## ESTRATTO SELEZIONATO
────────

CHI È LETIZIA FORNASIERI?
Tralasciando per un momento le vicende biografiche, Letizia Fornasieri è un’artista sincera, di notevole coerenza. Nell’arco della sua carriera artistica ha sempre dipinto ciò che conosce. “Non potrei mai dipingere il mare o la montagna, perché non li conosco. Dovrei incontrarli”. È un’attenta osservatrice di ciò che la circonda. Ritrae solo quello che conosce. “Per anni ho dipinto cose in primo piano. Solo con la frequentazione della campagna senese ho potuto vedere il paesaggio da lontano e, solo in quel momento, ho iniziato a dipingere i paesaggi con una prospettiva lontana”. Ogni sua opera sembra essere una tessera della sua vita. Il suo sguardo è curioso di cogliere quei fili che uniscono il tutto. Ogni immagine racchiude una domanda alla quale risponde con un’opera. Colpisce la sua interpretazione dell’ombra, che risulta più elastica e sinuosa di chi la crea, riuscendo a toccare gli oggetti sui quali si proietta. Percepire così il mondo spiega, in parte, la tensione pittorica. Un’ombra di questo genere non può essere “nera-nera”, ma accoglie tanti altri accenti cromatici degli oggetti che sfiora.
CHI
Letizia Fornasieri è una pittrice milanese nata in una grande famiglia, tre fratelli e tre sorelle. Il regalo dei colori a olio da parte del padre, durante la terza media, e il permesso della madre di dipingere in veranda (il suo primo studio) tracciano l’inizio della sua carriera.

────────

## REQUISITI DEL COMPITO
A. Nel profilo di Letizia Fornasieri, quali familiari dell'artista vengono nominati? Elencali tutti.
B. Scrivi il seguito del profilo di Letizia Fornasieri, riprendendo subito dopo l'ultima frase.

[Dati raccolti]
────────

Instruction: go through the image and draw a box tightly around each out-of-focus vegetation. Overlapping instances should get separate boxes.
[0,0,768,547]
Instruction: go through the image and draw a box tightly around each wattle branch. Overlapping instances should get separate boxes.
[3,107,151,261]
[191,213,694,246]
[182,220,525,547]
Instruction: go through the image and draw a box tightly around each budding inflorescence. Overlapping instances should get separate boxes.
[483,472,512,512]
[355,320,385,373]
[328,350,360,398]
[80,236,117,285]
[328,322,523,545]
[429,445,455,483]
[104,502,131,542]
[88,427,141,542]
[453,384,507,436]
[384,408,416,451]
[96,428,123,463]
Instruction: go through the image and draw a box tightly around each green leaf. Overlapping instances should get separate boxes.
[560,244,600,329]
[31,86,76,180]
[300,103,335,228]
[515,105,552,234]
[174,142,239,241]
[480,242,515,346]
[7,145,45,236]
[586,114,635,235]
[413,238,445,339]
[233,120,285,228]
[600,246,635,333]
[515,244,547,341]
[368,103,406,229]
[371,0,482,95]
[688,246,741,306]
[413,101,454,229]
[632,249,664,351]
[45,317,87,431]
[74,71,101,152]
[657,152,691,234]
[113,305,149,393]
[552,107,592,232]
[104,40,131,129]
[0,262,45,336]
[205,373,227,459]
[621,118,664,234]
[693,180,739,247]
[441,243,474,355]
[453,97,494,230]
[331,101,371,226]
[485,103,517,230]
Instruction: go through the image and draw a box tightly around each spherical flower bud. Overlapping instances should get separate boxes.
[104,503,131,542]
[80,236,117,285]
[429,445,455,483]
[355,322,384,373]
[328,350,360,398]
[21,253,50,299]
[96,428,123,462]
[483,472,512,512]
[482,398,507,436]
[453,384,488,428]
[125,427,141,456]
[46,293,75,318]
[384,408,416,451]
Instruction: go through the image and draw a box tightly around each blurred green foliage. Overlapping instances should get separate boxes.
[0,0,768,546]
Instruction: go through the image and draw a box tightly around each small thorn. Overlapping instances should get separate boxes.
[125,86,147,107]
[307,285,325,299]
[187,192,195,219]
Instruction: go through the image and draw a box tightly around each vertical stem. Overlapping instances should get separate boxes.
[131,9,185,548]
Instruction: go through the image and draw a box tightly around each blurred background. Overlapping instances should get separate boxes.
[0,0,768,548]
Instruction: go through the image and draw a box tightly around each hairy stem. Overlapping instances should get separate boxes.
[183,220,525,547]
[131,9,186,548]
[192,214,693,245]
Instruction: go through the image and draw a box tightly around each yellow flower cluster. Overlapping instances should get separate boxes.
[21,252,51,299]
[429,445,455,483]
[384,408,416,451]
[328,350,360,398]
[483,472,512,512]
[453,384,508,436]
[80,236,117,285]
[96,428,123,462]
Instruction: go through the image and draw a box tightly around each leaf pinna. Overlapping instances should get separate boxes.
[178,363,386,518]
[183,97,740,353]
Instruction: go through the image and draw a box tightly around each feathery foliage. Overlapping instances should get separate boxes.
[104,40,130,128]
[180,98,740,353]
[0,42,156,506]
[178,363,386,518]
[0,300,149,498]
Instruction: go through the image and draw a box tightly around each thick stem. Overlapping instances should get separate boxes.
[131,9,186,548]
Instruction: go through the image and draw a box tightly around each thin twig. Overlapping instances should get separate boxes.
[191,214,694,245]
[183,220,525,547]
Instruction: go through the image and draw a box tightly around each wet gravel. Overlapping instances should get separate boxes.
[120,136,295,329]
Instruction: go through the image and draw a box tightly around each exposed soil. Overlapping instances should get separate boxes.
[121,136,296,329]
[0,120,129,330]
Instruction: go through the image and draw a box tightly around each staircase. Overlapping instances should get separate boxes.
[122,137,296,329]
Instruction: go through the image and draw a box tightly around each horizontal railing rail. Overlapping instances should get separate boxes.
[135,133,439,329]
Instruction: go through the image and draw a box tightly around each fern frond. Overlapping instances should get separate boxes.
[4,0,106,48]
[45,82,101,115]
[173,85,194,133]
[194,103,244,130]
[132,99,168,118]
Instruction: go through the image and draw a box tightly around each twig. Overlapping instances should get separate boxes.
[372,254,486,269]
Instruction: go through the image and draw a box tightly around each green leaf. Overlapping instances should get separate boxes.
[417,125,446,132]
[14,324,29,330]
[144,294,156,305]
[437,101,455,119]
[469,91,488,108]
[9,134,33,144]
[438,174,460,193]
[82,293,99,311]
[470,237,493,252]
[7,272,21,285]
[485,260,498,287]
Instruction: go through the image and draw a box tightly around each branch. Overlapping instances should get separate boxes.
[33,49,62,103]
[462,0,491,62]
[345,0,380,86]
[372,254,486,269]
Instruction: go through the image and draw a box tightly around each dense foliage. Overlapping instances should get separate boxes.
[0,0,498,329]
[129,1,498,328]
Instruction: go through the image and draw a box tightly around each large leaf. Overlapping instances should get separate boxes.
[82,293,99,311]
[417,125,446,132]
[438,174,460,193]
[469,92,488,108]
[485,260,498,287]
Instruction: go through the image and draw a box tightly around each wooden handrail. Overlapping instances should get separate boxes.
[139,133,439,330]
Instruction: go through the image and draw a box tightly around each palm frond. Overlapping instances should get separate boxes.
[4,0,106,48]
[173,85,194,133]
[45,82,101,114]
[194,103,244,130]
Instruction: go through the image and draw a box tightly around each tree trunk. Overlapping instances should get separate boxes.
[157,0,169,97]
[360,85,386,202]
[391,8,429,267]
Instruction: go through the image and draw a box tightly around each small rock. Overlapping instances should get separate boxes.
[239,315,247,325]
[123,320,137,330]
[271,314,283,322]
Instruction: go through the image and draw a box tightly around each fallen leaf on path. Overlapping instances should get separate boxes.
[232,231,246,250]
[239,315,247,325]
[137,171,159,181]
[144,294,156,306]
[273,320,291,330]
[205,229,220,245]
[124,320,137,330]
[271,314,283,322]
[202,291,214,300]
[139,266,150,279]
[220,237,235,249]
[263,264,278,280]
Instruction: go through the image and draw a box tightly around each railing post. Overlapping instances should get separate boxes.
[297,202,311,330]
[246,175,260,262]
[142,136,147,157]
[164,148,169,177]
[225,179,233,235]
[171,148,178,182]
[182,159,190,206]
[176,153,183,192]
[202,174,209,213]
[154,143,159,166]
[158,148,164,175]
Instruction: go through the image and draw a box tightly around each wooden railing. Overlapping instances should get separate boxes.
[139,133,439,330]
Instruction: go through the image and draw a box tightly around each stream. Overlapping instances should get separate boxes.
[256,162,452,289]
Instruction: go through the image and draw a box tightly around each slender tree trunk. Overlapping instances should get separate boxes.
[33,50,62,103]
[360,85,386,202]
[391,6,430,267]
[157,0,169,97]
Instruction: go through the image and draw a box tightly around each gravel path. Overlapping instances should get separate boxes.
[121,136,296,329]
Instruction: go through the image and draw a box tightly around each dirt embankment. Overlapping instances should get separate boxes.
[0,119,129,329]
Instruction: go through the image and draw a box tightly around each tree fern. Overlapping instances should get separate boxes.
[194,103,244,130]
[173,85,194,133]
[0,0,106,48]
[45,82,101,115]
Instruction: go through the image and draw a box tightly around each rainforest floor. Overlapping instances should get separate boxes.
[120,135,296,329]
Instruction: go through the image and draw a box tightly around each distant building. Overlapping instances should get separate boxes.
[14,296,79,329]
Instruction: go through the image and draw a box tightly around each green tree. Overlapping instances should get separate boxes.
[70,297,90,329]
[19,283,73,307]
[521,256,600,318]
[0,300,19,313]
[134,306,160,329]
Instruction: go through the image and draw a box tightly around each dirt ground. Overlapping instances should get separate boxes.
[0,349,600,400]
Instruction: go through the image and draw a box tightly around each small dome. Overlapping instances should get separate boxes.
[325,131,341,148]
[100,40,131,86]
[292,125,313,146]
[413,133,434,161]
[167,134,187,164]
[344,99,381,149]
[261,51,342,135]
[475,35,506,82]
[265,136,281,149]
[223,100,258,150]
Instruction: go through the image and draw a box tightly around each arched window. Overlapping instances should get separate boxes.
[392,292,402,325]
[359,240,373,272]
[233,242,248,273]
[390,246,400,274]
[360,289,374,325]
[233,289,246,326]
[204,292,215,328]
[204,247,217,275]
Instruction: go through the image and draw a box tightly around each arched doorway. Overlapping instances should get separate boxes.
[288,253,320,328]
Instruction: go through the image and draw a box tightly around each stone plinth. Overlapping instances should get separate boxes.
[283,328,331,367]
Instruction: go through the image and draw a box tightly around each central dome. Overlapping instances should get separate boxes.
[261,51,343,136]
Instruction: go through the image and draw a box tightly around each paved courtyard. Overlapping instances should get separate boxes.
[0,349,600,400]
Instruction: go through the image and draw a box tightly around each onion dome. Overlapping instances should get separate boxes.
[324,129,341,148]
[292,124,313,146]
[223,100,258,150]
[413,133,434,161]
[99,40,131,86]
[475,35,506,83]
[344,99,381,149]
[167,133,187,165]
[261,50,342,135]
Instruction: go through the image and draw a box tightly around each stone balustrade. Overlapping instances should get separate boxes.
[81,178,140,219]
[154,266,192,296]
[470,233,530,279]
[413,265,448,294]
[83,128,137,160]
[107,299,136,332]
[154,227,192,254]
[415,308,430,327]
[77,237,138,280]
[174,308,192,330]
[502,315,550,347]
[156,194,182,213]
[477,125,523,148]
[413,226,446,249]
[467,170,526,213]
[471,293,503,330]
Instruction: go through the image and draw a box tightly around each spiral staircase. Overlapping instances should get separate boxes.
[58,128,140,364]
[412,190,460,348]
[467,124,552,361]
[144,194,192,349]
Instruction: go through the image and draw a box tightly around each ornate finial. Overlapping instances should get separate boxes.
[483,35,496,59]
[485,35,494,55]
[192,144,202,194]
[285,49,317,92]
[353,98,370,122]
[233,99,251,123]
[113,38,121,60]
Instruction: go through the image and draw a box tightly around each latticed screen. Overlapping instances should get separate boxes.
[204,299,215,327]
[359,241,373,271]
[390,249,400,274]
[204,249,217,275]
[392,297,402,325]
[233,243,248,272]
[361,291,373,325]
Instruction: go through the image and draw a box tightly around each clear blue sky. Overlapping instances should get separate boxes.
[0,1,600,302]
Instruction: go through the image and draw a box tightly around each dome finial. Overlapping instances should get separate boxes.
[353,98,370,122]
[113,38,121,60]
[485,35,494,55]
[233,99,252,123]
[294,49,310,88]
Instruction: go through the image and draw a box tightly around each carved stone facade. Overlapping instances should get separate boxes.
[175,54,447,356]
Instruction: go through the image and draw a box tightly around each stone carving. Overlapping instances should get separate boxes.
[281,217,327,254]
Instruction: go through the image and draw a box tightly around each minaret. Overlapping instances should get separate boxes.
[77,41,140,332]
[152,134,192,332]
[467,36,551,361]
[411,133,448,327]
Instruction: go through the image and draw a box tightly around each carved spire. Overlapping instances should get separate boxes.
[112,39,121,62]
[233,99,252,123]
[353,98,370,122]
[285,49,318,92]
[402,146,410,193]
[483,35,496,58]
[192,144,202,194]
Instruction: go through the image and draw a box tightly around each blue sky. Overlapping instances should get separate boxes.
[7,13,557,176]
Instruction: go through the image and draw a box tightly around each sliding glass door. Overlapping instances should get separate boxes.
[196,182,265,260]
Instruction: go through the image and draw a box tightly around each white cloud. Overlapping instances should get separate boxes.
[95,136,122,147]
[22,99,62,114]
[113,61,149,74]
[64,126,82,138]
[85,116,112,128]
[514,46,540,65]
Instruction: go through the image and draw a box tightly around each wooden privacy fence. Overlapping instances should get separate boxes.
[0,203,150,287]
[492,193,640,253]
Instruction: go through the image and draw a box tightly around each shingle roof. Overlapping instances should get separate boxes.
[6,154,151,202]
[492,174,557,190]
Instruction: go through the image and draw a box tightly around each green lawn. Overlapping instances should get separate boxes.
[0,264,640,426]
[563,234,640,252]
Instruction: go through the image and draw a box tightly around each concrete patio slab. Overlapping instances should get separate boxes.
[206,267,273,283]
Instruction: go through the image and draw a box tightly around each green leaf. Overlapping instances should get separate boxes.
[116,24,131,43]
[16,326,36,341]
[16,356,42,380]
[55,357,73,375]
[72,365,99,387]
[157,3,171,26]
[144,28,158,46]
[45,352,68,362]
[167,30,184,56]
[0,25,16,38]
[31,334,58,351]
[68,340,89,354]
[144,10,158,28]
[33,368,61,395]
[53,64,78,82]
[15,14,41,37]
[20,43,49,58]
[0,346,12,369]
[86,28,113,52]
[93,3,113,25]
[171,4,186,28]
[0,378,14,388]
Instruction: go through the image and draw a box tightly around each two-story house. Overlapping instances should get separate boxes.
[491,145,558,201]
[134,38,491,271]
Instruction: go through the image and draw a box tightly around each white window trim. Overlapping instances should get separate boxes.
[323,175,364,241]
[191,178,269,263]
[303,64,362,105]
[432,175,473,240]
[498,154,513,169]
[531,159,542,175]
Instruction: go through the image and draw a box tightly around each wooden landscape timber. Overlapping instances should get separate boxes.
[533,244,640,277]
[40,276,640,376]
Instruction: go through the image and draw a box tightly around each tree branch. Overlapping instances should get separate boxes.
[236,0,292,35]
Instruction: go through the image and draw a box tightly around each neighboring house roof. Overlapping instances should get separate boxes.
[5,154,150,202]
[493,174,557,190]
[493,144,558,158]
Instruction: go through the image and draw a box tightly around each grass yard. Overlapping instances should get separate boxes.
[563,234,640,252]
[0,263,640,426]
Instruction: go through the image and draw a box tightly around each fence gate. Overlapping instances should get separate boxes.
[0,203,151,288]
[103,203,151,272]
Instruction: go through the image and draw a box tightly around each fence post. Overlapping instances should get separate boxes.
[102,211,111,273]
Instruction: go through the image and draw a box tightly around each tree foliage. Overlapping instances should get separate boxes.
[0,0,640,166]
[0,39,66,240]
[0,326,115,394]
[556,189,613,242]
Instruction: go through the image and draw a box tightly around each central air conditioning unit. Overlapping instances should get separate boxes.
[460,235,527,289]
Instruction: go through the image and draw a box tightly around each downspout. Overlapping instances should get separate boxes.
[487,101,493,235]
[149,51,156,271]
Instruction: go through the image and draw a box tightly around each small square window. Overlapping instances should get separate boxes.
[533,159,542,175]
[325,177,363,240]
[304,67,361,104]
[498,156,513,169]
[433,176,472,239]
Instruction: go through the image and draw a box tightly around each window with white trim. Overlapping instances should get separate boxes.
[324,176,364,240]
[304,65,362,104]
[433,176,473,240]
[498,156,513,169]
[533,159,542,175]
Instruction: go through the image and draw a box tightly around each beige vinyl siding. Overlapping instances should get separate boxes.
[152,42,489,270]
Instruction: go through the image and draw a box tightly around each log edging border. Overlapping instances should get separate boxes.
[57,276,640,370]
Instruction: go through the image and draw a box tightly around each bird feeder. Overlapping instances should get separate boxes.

────────

## RISPOSTE PER COMPITO
A. Il padre, la madre, tre fratelli e tre sorelle.

B.
COME
L’avvenimento assolutamente ordinario e fondamentale di vedere una grande mostra di Gustave Courbet a Milano è decisivo. In quel momento capisce, infatti, di voler diventare una pittrice. Letizia Fornasieri, dopo essersi diplomata al liceo scientifico, decide di frequentare e superare anche l’ultimo anno di liceo artistico, potendo essere così ammessa all’Accademia di Brera. Sono gli anni ‘70 e “nelle aule nessuno dipinge più, perché c’erano altre ricerche in atto”. Letizia è un’autodidatta che osserva maestri come Jean–Baptiste–Simeon Chardin, Paul-Cézanne, Pierre Bonnard, Claude Monet, e Franz Kline. L’artista che più frequenta in quegli anni è William G. Congdon, di origine americana, con cui parla e riflette di colori e composizioni. Certo è che
EVENTI IMPORTANTI
Nel 1981, vince il Premio San Fedele Quadro Giovani alla Galleria San Fedele, a Milano.
Nel 1995, sempre a Milano, vince il premio il Premio di Pittura Carlo Dalla Zorza della Galleria Ponte Rosso.
Nel 2005 partecipa alla XIV Quadriennale di Roma (“Fuori Tema/Italian Feeling”). La rassegna, libera da ogni tema o linea guida, vede partecipare Letizia Fornasieri con “Milano – Tram” (2004), opera che entra a far parte della collezione della Camera dei Deputati del Parlamento italiano.